Task details
List all lines of the data that include the string "target".
━━━ Material for this task ━━━
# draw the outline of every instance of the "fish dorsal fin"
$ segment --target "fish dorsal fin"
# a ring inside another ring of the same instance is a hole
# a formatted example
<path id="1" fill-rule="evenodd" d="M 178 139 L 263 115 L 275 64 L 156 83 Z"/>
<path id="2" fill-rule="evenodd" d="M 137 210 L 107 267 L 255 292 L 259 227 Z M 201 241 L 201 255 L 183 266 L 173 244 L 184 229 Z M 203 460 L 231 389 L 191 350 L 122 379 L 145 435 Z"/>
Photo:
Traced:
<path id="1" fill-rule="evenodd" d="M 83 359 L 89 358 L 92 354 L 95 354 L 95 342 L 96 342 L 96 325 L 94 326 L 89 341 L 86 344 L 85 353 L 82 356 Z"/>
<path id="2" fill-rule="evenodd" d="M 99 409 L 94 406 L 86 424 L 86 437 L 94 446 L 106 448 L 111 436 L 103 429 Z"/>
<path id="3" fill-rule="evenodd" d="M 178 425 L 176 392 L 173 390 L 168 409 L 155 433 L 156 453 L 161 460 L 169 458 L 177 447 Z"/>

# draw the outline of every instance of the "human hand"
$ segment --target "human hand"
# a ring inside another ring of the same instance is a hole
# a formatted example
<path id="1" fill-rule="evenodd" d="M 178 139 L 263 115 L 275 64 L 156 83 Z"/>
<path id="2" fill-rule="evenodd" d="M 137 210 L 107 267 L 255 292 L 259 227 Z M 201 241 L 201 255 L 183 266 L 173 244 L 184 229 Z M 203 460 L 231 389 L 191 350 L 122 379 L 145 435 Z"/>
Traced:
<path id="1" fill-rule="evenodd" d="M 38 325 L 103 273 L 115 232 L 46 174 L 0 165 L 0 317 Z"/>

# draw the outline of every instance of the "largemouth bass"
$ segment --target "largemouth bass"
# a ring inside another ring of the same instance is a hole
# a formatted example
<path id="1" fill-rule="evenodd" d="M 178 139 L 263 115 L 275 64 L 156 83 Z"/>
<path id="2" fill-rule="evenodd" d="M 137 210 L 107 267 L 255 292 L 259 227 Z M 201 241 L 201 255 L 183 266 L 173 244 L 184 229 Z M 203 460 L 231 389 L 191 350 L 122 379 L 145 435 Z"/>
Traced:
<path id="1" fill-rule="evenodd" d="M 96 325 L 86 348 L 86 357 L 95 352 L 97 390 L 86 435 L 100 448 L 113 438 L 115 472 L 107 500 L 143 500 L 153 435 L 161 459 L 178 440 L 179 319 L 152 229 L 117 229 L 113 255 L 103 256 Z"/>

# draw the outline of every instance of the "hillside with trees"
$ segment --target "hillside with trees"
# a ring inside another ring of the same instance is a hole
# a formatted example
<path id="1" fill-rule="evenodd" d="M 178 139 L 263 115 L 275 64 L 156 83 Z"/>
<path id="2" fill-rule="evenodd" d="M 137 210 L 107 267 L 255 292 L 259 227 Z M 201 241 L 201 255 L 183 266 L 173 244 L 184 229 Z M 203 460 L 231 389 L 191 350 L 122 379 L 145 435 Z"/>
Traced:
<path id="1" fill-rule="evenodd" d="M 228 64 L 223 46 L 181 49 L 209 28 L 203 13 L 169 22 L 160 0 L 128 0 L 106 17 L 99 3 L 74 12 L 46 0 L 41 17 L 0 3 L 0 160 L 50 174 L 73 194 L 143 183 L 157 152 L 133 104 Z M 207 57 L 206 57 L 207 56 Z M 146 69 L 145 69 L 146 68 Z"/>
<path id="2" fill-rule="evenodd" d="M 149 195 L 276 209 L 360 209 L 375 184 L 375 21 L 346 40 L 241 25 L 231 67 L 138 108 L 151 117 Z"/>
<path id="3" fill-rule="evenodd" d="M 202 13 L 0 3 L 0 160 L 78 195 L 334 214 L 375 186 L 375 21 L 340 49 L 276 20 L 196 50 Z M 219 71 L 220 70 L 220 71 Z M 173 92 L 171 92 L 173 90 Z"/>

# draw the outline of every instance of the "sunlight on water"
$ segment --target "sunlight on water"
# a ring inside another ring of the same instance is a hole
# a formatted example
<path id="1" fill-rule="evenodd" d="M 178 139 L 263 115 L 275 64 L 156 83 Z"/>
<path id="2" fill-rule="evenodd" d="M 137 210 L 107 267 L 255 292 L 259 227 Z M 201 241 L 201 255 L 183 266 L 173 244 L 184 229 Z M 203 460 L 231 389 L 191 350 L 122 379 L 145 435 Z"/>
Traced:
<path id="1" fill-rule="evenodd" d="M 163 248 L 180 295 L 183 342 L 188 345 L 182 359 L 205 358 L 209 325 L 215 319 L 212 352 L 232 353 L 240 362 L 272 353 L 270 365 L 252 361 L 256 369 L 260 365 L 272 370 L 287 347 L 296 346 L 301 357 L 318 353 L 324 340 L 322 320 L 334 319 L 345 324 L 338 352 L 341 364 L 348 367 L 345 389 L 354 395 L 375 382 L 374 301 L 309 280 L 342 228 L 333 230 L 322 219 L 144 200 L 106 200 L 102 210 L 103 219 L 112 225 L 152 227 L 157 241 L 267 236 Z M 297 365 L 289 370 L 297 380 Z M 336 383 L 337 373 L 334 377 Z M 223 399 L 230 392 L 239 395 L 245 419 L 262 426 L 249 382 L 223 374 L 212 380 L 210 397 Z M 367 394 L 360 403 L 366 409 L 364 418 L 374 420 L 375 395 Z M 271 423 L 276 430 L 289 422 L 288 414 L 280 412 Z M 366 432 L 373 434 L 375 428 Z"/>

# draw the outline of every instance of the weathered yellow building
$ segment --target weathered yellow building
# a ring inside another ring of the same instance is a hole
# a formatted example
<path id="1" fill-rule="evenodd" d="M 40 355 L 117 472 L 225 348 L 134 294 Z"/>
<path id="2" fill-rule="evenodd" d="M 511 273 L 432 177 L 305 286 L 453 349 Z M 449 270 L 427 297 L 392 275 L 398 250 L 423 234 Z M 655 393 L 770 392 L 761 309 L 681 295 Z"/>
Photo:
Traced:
━━━
Solution to this problem
$ segment --target "fish dorsal fin"
$ segment --target "human hand"
$ segment --target "largemouth bass"
$ segment --target "hillside with trees"
$ segment --target "sunlight on water"
$ segment --target weathered yellow building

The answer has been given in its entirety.